REQUIRED ACTIONS:
A – Give every year mentioned in the George Grey Barnard biography, in the order it appears.
B – Condense the George Grey Barnard biography into two sentences.
C – Write the next part of the George Grey Barnard biography, starting after its last sentence.

PAGE EXTRACT:

>> begin

George Grey Barnard|
(May 24, 1863 - April 24, 1938) U.S.A.
Barnard was born in Bellefonte, Pennsylvania, but grew up in Kankakee, Illinois. He first studied at the Art Institute of Chicago, and in 1883 - 1887 worked in P. T. Cavelier's atelier at Paris while he attended the Ecole des Beaux-Arts. He lived in Paris for twelve years, and with his first exhibit at the Salon of 1894 he scored a great success, returning to America in 1896.

>> end

MATERIAL PROVIDED:
>> begin

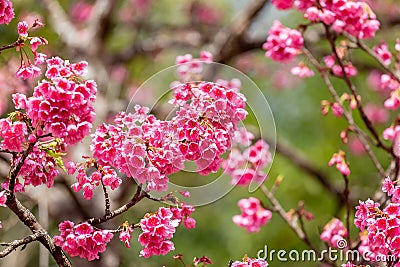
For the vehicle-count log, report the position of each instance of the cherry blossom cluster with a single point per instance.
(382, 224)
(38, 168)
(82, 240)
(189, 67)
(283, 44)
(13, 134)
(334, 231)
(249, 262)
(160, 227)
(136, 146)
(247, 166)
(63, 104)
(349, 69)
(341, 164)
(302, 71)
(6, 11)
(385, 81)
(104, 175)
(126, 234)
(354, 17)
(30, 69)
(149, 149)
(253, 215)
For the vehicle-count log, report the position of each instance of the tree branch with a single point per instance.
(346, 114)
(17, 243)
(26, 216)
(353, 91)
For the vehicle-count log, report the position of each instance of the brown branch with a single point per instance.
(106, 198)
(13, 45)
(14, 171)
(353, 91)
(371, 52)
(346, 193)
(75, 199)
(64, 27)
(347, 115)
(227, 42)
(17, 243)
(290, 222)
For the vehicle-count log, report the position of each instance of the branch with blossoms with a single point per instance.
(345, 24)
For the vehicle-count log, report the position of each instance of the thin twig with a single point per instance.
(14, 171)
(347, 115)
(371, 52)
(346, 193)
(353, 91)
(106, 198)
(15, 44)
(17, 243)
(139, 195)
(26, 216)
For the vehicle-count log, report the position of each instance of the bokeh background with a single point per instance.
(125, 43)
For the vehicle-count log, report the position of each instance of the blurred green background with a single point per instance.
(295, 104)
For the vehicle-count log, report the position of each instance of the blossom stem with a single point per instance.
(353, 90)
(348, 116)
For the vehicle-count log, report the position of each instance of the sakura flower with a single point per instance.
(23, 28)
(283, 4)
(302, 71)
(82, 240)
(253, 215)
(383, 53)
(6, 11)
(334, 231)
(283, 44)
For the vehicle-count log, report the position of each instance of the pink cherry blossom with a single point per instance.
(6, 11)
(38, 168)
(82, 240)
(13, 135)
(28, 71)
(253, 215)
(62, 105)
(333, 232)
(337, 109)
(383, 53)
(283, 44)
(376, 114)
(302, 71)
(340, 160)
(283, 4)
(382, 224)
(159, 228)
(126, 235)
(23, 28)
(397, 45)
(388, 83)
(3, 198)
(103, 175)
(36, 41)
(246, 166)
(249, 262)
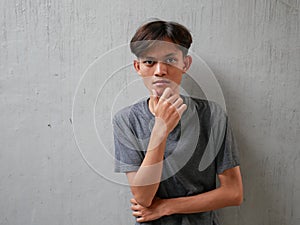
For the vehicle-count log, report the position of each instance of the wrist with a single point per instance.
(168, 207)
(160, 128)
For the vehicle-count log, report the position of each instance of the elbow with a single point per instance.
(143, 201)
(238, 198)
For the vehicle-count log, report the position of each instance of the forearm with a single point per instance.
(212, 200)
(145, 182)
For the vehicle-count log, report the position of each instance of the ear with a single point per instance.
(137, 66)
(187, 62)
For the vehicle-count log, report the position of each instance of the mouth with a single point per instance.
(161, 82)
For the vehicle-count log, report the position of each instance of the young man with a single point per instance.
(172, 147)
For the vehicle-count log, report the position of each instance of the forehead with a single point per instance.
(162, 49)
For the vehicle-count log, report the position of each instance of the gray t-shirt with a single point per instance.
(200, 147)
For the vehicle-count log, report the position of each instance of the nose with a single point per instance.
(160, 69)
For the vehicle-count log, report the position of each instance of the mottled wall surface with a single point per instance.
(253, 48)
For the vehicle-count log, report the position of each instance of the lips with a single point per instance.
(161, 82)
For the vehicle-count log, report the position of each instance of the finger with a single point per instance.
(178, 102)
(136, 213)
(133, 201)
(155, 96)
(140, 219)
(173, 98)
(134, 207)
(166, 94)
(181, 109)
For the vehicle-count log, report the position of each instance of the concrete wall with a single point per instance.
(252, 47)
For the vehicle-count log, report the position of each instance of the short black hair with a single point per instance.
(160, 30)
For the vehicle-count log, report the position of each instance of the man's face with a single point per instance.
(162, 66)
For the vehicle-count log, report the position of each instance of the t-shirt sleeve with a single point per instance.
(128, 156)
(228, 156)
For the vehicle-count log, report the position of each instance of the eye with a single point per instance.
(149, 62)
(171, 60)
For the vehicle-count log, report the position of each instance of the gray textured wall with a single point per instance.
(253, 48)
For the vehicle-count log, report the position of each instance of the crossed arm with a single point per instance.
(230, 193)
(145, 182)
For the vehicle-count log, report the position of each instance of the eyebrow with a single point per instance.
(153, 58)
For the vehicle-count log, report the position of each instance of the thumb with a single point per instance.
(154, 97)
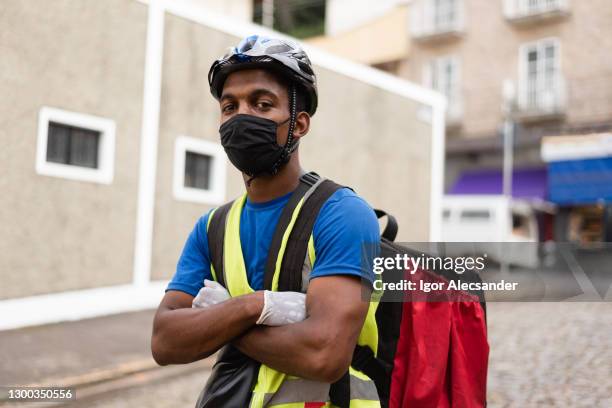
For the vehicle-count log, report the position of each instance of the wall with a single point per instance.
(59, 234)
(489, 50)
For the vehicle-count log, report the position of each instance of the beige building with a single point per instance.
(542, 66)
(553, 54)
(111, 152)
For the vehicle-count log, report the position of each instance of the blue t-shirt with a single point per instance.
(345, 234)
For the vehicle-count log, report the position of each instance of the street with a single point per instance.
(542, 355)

>> end
>> begin

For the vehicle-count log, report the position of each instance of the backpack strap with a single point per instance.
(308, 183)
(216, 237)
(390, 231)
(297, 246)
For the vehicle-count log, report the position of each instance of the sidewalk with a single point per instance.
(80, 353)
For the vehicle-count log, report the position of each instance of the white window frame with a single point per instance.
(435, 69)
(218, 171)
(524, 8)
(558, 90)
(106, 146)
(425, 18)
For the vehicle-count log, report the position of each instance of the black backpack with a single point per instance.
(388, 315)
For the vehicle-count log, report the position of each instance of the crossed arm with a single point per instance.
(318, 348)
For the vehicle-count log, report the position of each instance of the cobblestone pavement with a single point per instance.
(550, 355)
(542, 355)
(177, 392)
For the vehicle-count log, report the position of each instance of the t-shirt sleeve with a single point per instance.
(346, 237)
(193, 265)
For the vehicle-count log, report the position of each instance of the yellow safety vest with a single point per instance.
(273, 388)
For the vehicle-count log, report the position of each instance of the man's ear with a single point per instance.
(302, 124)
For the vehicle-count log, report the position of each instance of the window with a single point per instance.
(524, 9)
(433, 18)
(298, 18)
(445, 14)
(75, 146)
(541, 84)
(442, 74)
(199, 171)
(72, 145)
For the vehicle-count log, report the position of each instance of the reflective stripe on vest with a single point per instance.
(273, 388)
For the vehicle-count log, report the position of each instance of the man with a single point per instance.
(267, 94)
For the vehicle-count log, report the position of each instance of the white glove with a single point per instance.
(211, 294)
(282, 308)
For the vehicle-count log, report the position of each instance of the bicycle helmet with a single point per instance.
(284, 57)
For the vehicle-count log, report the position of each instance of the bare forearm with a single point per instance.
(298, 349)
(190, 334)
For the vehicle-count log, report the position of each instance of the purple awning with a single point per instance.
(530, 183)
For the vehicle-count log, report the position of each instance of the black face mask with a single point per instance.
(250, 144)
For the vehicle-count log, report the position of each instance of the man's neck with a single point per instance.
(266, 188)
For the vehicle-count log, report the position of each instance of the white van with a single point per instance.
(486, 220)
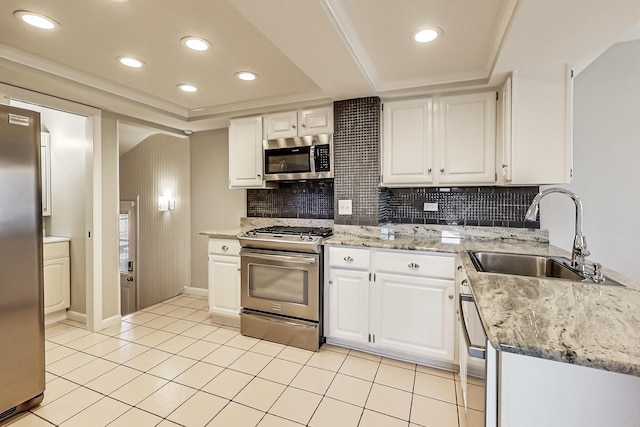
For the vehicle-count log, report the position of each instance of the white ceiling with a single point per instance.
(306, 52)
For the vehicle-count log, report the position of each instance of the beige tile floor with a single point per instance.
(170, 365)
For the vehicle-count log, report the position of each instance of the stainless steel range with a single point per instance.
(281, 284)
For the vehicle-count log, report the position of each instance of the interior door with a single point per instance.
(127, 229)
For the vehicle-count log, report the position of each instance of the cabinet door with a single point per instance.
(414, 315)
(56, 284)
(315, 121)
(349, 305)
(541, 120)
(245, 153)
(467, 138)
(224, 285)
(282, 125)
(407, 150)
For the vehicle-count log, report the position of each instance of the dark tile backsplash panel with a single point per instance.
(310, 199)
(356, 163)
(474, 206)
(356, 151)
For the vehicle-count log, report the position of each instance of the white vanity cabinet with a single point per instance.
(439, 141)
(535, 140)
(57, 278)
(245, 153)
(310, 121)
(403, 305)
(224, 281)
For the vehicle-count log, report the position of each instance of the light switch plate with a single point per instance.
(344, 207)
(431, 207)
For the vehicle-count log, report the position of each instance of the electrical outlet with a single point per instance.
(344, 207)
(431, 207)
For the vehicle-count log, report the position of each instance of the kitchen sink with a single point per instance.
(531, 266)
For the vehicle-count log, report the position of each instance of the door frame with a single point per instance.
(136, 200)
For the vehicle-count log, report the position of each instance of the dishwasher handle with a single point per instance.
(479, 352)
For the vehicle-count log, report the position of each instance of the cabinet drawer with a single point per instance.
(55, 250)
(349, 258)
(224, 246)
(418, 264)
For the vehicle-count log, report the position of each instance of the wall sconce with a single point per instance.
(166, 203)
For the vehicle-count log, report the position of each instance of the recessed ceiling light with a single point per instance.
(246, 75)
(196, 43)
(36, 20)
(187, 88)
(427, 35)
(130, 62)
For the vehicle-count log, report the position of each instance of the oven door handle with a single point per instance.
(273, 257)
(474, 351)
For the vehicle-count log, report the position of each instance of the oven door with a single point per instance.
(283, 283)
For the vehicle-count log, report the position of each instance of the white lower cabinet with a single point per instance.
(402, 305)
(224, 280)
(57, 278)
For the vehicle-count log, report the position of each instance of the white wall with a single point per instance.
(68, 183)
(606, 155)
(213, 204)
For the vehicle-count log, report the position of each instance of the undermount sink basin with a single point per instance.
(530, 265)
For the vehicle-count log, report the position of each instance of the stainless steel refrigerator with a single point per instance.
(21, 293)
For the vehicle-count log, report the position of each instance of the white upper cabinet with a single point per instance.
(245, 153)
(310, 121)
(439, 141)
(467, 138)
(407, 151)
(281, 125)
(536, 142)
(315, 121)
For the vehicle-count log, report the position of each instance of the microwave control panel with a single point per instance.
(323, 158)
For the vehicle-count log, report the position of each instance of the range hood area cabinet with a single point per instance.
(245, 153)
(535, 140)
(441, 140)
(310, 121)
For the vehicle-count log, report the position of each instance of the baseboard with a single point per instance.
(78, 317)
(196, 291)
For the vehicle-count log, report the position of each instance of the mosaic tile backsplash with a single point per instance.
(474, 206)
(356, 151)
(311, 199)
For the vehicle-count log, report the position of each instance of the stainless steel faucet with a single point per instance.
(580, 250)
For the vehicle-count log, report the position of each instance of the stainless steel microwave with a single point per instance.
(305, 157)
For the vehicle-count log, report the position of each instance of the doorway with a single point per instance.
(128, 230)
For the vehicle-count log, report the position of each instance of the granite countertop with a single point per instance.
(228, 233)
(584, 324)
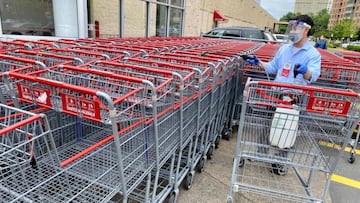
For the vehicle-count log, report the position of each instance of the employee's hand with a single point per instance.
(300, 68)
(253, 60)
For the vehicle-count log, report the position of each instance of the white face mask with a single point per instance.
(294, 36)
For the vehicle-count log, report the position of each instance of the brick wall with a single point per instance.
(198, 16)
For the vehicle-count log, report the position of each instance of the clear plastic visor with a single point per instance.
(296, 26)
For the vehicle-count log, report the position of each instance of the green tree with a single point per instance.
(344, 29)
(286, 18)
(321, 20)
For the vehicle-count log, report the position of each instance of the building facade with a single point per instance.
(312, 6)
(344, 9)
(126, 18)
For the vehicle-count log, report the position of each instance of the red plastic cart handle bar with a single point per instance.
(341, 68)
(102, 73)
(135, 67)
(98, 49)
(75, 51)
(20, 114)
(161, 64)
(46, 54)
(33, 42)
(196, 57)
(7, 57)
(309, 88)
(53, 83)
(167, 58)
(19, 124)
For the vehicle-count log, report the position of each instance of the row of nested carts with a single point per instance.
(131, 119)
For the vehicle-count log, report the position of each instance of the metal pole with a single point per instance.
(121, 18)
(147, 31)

>> end

TASK RESULTS:
A – 1863, 1938, 1883, 1887, 1894, 1896

B – George Grey Barnard (1863–1938) was born in Bellefonte, Pennsylvania, grew up in Kankakee, Illinois, and studied first at the Art Institute of Chicago. He then worked in P. T. Cavelier's Paris atelier from 1883 to 1887 while attending the Ecole des Beaux-Arts, lived in Paris for twelve years, won great success with his first Salon exhibit in 1894, and returned to America in 1896.

C –
A strong Rodin influence is evident in his early work. His principal works include, "The Boy" (1885); "Cain" (1886), later destroyed; "Brotherly Love," sometimes called "Two Friends" (1887); the allegorical "Struggle of Two Natures in Man" (1894, in the Metropolitan Museum, New York - see the image at the right); "The Hewer" (1902, at Cairo, Illinois); "Great God Pan" Dodge Hall quadrangle, Columbia University campus, New York City; the "Rose Maiden"; the simple and graceful "Maidenhood". In 1912 he completed several figures for the new state capitol at Harrisburg, Pennsylvania. A colossal statue of Abraham Lincoln, in 1917, was the subject of heated controversy because of its rough-hewn features and slouching stance. The first casting is in Cincinnati, Ohio (1917), the second in Manchester, England (1919), and the third in Louisville, Kentucky (1922).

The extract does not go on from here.